**EXERCISE TASK 1**. In the Au Sable spinner thread, translate this sentence into Spanish: "Browns are like the large mouth bass of the trout world."
**EXERCISE TASK 2**. Carry the Au Sable spinner thread forward from where it stops.

# spinners for au sable



## Sage XP (Apr 25, 2006)

I am hoping to take my 7 year old down the au sable below mio and was wondering if anyone had any tips on sizes and colors of panther martins or mepps spinners that I should get him to use. I mainly fly fish in that section but want something to keep his interest.

Also, how should I position the boat for him. I have a drift boat. Should he be throwing slightly upstream and retrieving back to the boat?

Don't want anyone's secrets just some tips to get my son into a few fish. Like I said I haven't spinner fished much and I want this to be as fun as possible for him. He has a good attention span and can cast well, just hope to reward him for his efforts with a few fish.

Thanks for any help. PM's are fine if that works better for people.


----------



## tannhd (Dec 3, 2010)

Size 4 panthers. Have him toss upstream along the banks, in the deeper water or where there is a nice bend under foliage. you'll mostly be targeting browns, so throw near the thick of it. Browns are like the large mouth bass of the trout world. 

Btw- I typically use gold blades.


----------



## swampswede (Jun 6, 2010)

Totally agree that #4 panther martins would be a perfect size. That stretch would be an absolute blast to float using spinners. Be sure to let us know how you do and more importantly have fun with your boy. 

Outdoor Hub mobile, the outdoor information engine


----------



## Sage XP (Apr 25, 2006)

**EXTRACTED INFORMATION**.
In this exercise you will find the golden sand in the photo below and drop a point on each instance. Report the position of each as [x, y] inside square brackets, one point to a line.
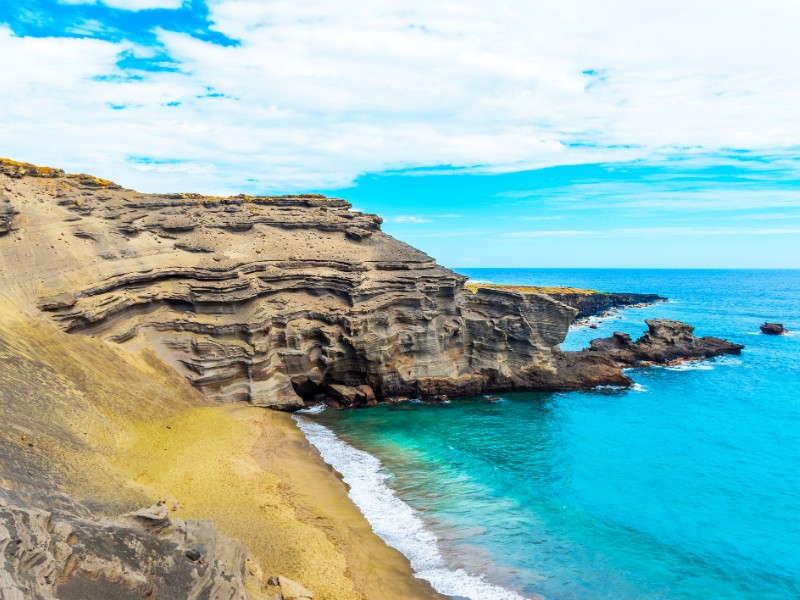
[122, 430]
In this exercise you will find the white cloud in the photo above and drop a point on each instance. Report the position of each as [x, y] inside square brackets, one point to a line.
[409, 219]
[320, 91]
[132, 5]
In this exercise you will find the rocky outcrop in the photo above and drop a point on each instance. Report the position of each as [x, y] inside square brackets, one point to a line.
[588, 303]
[138, 555]
[773, 329]
[276, 300]
[282, 301]
[7, 212]
[600, 303]
[665, 342]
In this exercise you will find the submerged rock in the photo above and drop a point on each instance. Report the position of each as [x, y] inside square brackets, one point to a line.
[773, 329]
[665, 342]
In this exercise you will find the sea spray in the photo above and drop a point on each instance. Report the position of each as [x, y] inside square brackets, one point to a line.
[397, 523]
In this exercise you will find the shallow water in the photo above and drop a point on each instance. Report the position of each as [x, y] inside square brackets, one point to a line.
[687, 486]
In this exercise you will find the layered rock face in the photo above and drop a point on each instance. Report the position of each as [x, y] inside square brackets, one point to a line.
[138, 555]
[589, 305]
[273, 300]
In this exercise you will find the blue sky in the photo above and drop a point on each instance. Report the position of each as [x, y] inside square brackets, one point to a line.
[542, 134]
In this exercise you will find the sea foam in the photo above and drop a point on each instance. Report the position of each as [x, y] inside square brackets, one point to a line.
[398, 524]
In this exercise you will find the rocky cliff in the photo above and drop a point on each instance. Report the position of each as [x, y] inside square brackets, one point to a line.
[588, 303]
[274, 300]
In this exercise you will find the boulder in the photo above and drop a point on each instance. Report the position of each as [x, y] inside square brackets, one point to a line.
[773, 329]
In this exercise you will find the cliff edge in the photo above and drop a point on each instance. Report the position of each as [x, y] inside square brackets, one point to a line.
[277, 301]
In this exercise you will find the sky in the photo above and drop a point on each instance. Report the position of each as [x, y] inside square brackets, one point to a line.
[518, 133]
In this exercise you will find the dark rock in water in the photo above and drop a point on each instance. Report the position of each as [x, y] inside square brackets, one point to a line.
[600, 303]
[352, 396]
[665, 342]
[773, 329]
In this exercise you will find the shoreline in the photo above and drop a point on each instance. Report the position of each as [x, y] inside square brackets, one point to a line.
[109, 431]
[399, 525]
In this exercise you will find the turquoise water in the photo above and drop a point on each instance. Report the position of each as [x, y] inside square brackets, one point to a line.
[687, 487]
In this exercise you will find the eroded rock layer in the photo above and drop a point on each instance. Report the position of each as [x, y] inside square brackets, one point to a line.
[274, 300]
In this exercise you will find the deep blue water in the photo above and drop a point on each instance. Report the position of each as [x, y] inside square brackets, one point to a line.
[687, 487]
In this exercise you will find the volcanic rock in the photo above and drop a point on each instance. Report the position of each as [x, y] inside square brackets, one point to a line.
[665, 342]
[773, 329]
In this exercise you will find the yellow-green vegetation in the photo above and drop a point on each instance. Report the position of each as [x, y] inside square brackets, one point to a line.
[16, 168]
[91, 179]
[530, 289]
[122, 430]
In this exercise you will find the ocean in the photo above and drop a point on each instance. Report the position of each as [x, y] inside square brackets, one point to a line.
[685, 487]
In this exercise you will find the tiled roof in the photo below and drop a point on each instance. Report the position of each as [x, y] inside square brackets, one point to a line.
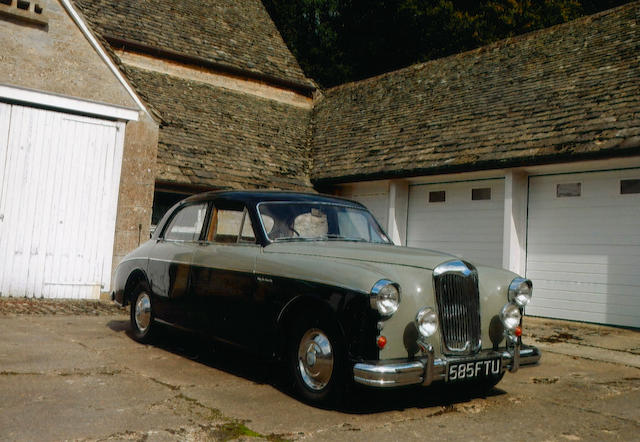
[223, 139]
[237, 34]
[568, 92]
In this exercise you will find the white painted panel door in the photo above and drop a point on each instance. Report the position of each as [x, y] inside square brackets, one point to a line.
[471, 229]
[583, 252]
[375, 196]
[58, 202]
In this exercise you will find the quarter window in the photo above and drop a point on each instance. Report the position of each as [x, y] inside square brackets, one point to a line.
[187, 224]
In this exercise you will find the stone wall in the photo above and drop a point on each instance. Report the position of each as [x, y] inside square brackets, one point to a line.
[54, 56]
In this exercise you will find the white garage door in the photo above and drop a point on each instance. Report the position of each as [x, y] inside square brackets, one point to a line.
[583, 246]
[375, 196]
[59, 180]
[464, 218]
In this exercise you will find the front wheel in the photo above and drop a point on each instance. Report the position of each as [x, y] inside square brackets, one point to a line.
[316, 361]
[142, 316]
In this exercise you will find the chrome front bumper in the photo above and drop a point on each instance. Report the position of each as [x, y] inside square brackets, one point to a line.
[427, 369]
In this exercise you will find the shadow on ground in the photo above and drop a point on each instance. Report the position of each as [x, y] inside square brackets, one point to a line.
[357, 400]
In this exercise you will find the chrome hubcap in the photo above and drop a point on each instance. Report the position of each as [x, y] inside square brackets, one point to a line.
[315, 359]
[143, 311]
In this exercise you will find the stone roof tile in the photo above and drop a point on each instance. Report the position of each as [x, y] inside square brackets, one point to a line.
[571, 91]
[238, 34]
[223, 139]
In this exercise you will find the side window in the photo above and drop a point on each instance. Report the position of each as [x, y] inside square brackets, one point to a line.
[187, 224]
[226, 227]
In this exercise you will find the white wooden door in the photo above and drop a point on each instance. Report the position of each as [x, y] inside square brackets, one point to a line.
[463, 218]
[59, 181]
[583, 247]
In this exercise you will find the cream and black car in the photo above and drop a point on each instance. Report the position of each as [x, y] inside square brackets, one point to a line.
[314, 282]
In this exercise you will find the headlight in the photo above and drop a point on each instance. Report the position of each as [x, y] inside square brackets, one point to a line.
[427, 321]
[510, 316]
[385, 297]
[520, 291]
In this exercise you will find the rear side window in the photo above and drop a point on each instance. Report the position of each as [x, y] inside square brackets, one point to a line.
[187, 224]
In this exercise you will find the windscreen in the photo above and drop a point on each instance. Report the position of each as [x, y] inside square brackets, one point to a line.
[304, 221]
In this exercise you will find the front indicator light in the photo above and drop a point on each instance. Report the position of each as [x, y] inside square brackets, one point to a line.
[427, 322]
[510, 316]
[520, 291]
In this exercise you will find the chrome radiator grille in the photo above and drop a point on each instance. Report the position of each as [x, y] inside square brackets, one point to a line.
[456, 288]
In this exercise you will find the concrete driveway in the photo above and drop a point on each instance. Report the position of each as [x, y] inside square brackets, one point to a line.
[74, 374]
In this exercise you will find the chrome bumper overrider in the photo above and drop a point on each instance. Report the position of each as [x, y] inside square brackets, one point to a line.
[427, 369]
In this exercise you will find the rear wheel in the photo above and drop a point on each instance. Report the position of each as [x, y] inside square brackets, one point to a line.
[142, 316]
[316, 361]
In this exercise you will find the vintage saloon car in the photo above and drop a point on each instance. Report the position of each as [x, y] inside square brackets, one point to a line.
[314, 281]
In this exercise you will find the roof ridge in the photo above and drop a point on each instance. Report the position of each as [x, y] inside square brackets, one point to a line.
[499, 43]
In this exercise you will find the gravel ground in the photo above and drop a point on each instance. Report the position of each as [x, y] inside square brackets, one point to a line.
[35, 306]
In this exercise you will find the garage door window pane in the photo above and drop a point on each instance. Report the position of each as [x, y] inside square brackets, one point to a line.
[437, 196]
[628, 187]
[568, 190]
[481, 194]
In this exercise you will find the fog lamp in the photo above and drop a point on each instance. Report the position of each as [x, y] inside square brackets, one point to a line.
[510, 316]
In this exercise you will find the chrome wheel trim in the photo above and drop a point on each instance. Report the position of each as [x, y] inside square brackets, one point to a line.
[142, 312]
[315, 359]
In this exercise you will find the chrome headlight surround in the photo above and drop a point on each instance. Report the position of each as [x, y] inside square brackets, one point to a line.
[385, 297]
[520, 291]
[510, 316]
[427, 322]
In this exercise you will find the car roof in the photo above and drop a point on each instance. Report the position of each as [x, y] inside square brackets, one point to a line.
[253, 197]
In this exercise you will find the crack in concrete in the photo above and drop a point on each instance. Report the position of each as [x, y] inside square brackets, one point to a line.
[592, 411]
[444, 409]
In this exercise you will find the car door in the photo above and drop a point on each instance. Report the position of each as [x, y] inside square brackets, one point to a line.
[170, 263]
[223, 274]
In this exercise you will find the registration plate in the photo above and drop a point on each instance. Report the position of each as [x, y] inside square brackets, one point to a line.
[469, 370]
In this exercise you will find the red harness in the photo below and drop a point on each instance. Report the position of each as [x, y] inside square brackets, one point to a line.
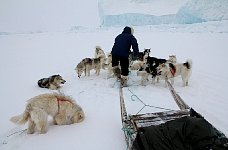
[61, 100]
[173, 71]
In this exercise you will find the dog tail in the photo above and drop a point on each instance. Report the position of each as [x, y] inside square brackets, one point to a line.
[188, 64]
[23, 118]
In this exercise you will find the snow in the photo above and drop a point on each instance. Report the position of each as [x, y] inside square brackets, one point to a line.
[41, 41]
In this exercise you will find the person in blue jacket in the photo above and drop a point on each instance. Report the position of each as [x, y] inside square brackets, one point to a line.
[120, 52]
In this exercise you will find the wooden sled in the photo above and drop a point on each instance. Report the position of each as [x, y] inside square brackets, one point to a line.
[133, 124]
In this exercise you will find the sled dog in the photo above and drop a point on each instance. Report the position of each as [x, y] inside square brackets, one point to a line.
[88, 64]
[53, 82]
[170, 70]
[61, 108]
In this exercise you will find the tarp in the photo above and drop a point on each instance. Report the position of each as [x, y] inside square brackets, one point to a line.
[186, 133]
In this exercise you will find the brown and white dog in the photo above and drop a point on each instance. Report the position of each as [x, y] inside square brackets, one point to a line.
[63, 109]
[87, 64]
[170, 70]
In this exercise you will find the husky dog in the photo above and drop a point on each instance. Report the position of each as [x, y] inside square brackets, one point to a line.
[169, 71]
[137, 64]
[53, 82]
[99, 53]
[172, 59]
[63, 110]
[88, 64]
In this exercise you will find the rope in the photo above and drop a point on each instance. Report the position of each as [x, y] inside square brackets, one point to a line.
[129, 133]
[20, 132]
[145, 105]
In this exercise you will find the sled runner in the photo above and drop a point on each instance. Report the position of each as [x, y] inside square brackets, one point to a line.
[183, 129]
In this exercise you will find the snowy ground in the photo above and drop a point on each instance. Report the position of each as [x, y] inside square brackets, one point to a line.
[25, 58]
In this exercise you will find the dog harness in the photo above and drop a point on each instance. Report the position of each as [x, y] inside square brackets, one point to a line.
[61, 100]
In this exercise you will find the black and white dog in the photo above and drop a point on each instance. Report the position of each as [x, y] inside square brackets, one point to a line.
[53, 82]
[170, 70]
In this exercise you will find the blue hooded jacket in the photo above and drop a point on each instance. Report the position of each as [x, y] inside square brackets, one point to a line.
[123, 43]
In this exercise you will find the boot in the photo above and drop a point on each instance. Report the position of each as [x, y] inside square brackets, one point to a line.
[124, 80]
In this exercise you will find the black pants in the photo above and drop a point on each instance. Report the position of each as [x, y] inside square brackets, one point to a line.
[124, 64]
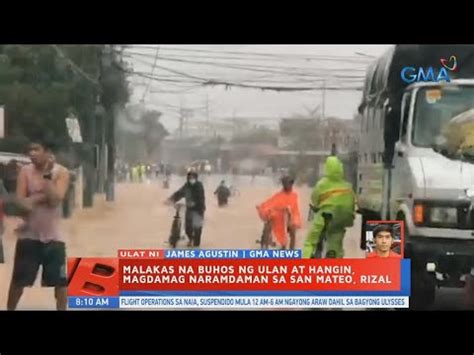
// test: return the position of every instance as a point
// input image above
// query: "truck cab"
(416, 164)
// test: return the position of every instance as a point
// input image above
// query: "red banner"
(259, 274)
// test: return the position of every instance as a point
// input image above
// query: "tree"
(143, 127)
(39, 88)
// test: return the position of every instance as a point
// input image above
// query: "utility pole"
(323, 104)
(207, 115)
(110, 133)
(233, 124)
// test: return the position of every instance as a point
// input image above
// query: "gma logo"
(411, 74)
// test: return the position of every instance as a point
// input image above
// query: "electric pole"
(207, 115)
(323, 104)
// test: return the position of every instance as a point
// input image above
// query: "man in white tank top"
(41, 187)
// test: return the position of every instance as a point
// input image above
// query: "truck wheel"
(423, 290)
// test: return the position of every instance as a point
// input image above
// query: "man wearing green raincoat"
(331, 195)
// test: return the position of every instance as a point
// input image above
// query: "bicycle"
(321, 247)
(266, 238)
(176, 226)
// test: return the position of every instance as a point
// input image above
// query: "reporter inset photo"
(384, 239)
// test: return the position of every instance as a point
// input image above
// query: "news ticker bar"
(238, 302)
(208, 254)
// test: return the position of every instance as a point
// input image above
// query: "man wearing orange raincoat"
(274, 210)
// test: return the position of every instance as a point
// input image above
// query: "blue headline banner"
(232, 254)
(93, 302)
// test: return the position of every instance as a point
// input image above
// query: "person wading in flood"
(193, 192)
(40, 190)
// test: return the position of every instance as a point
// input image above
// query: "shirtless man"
(40, 189)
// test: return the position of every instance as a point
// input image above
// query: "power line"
(152, 71)
(213, 82)
(294, 71)
(354, 59)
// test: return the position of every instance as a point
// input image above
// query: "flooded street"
(138, 219)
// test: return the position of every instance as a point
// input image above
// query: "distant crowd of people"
(141, 172)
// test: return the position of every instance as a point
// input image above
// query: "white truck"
(404, 173)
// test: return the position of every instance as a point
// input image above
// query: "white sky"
(303, 65)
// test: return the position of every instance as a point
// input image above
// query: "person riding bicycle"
(274, 208)
(332, 196)
(193, 192)
(223, 193)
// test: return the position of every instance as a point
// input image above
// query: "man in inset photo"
(383, 241)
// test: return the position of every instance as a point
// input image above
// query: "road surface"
(139, 219)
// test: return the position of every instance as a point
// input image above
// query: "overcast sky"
(181, 66)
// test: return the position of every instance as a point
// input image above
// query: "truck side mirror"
(400, 149)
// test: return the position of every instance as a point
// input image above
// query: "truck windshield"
(435, 108)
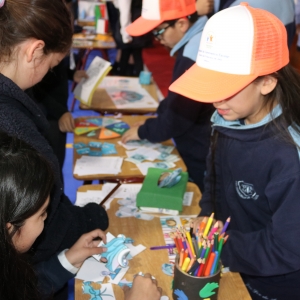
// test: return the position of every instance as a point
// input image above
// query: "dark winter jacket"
(21, 117)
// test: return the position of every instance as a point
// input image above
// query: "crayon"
(190, 243)
(193, 259)
(209, 264)
(201, 269)
(220, 245)
(163, 247)
(215, 263)
(185, 264)
(207, 227)
(216, 241)
(194, 267)
(202, 225)
(181, 258)
(213, 230)
(225, 225)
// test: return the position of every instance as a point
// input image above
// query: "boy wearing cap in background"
(176, 24)
(253, 169)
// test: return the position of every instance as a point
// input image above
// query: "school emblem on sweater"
(246, 190)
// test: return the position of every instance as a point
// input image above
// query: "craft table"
(102, 103)
(129, 170)
(149, 233)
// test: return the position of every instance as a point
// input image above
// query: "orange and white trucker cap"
(155, 12)
(238, 44)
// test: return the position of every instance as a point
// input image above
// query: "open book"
(97, 70)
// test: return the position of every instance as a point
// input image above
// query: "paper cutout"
(82, 130)
(118, 127)
(116, 253)
(103, 293)
(92, 133)
(168, 269)
(207, 290)
(85, 124)
(97, 70)
(107, 134)
(181, 295)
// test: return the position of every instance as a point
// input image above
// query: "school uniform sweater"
(186, 121)
(21, 117)
(257, 184)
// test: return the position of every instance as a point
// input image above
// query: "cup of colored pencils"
(198, 265)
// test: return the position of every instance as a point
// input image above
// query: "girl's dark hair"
(26, 180)
(46, 20)
(192, 19)
(287, 95)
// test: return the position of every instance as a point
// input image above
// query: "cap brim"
(209, 86)
(142, 26)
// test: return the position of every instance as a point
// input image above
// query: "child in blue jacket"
(177, 27)
(253, 166)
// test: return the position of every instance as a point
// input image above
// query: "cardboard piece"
(151, 195)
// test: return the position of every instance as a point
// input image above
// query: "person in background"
(177, 26)
(52, 94)
(122, 15)
(253, 169)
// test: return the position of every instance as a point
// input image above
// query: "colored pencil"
(209, 222)
(209, 264)
(163, 247)
(202, 225)
(213, 230)
(185, 264)
(225, 225)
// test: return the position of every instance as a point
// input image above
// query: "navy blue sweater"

**ANSWER 1**. Las truchas marrones son como la lobina de boca grande del mundo de las truchas.

**ANSWER 2**.
Thanks for the info guys. My son is very excited to go. He has really been doing good at school and this should be a nice reward for him. We will probally head out this afternoon, pick up a handful of spinners and launch around 3or4. This way maybe dad will get to throw at a few trout feeding on top at the end of the day. I told my son we would take the grill and he could pick whatever he wants for dinner. He picked hot dogs- gotta love kids. I will post back and let you know how it goes. Thanks Again.


----------



## hillbillie (Jan 16, 2011)

Panther Martin Black with yellow dots and gold blades for overcast days/yellow with red dots and silver blades for sunny days.

This is what I start with. Good Luck


----------



## kzoofisher (Mar 6, 2011)

Mepps 3 with a copper blade is good on that stretch. The river width changes pretty fast in spots so if he is aiming for shore you will have some spinners pretty high up in trees. The DNR put in the candy bars a couple of weeks ago and they have spread out everywhere, any riffle should hold lots of 8" rainbows that will hit a spinner.


----------



## Sage XP (Apr 25, 2006)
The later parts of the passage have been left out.